Entries taken from a collection
........

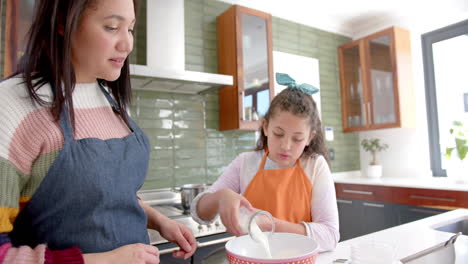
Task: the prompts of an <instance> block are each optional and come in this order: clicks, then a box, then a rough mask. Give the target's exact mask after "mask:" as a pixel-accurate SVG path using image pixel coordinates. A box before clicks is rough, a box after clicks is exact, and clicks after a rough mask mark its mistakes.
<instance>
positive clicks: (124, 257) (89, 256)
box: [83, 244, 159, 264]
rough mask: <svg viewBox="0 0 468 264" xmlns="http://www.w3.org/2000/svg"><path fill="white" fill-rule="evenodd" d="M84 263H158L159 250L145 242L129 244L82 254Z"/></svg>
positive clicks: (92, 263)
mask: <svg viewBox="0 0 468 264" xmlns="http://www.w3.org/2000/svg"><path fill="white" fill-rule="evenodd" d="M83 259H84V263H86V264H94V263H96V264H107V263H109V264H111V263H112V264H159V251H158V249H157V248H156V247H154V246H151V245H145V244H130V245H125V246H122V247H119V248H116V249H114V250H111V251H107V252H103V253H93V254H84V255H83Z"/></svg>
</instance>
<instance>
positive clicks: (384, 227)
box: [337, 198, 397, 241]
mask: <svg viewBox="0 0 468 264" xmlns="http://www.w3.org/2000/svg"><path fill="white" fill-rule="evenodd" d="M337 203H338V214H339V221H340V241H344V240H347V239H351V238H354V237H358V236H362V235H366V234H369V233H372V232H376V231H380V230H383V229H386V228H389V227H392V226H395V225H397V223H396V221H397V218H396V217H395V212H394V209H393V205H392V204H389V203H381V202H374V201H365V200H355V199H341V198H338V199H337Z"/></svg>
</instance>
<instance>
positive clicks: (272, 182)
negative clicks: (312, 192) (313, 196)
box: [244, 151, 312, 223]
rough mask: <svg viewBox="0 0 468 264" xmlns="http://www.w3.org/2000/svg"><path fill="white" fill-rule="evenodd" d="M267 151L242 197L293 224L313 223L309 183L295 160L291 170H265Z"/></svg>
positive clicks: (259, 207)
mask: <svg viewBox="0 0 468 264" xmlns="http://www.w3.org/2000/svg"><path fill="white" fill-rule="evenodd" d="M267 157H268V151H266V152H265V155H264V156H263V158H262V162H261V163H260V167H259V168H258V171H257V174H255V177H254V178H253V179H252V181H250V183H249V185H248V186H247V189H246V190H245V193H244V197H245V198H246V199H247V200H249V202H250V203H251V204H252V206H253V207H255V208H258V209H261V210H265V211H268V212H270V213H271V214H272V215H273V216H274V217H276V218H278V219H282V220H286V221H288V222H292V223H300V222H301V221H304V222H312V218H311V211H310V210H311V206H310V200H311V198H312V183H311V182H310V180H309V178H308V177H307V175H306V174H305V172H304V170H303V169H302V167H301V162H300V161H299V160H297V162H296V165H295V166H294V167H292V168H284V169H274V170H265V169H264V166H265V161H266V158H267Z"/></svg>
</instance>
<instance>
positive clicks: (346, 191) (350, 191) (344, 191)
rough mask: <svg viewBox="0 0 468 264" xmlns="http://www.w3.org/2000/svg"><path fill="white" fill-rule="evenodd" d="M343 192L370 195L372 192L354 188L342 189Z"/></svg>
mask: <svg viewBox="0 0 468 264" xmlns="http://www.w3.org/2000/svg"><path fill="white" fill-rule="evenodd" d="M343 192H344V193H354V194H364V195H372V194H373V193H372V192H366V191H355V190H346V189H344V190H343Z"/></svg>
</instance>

........

> What the task asks
Reproduce verbatim only the lines from the one holding "box: [244, 151, 312, 223]" through the end of the records.

> Your response
box: [244, 151, 312, 223]
rough mask: <svg viewBox="0 0 468 264" xmlns="http://www.w3.org/2000/svg"><path fill="white" fill-rule="evenodd" d="M267 151L242 197L293 224L313 223L309 183L295 160L291 170H265Z"/></svg>
positive clicks: (259, 207)
mask: <svg viewBox="0 0 468 264" xmlns="http://www.w3.org/2000/svg"><path fill="white" fill-rule="evenodd" d="M267 157H268V151H266V152H265V155H264V156H263V158H262V162H261V163H260V167H259V168H258V171H257V174H255V177H254V178H253V179H252V181H250V183H249V185H248V186H247V189H246V190H245V193H244V197H245V198H246V199H247V200H249V202H250V203H251V204H252V206H253V207H255V208H258V209H261V210H265V211H268V212H270V213H271V214H272V215H273V216H274V217H276V218H278V219H282V220H286V221H288V222H292V223H300V222H301V221H304V222H312V218H311V211H310V210H311V206H310V200H311V198H312V183H311V182H310V180H309V178H308V177H307V175H306V174H305V172H304V170H303V169H302V167H301V162H300V161H299V160H297V162H296V165H295V166H294V167H292V168H284V169H274V170H265V169H264V166H265V161H266V158H267Z"/></svg>
</instance>
<instance>
positive clicks: (346, 191) (350, 191) (344, 191)
rough mask: <svg viewBox="0 0 468 264" xmlns="http://www.w3.org/2000/svg"><path fill="white" fill-rule="evenodd" d="M343 192L370 195L372 192L354 188L342 189Z"/></svg>
mask: <svg viewBox="0 0 468 264" xmlns="http://www.w3.org/2000/svg"><path fill="white" fill-rule="evenodd" d="M343 192H344V193H354V194H364V195H372V194H373V193H372V192H366V191H355V190H346V189H344V190H343Z"/></svg>
</instance>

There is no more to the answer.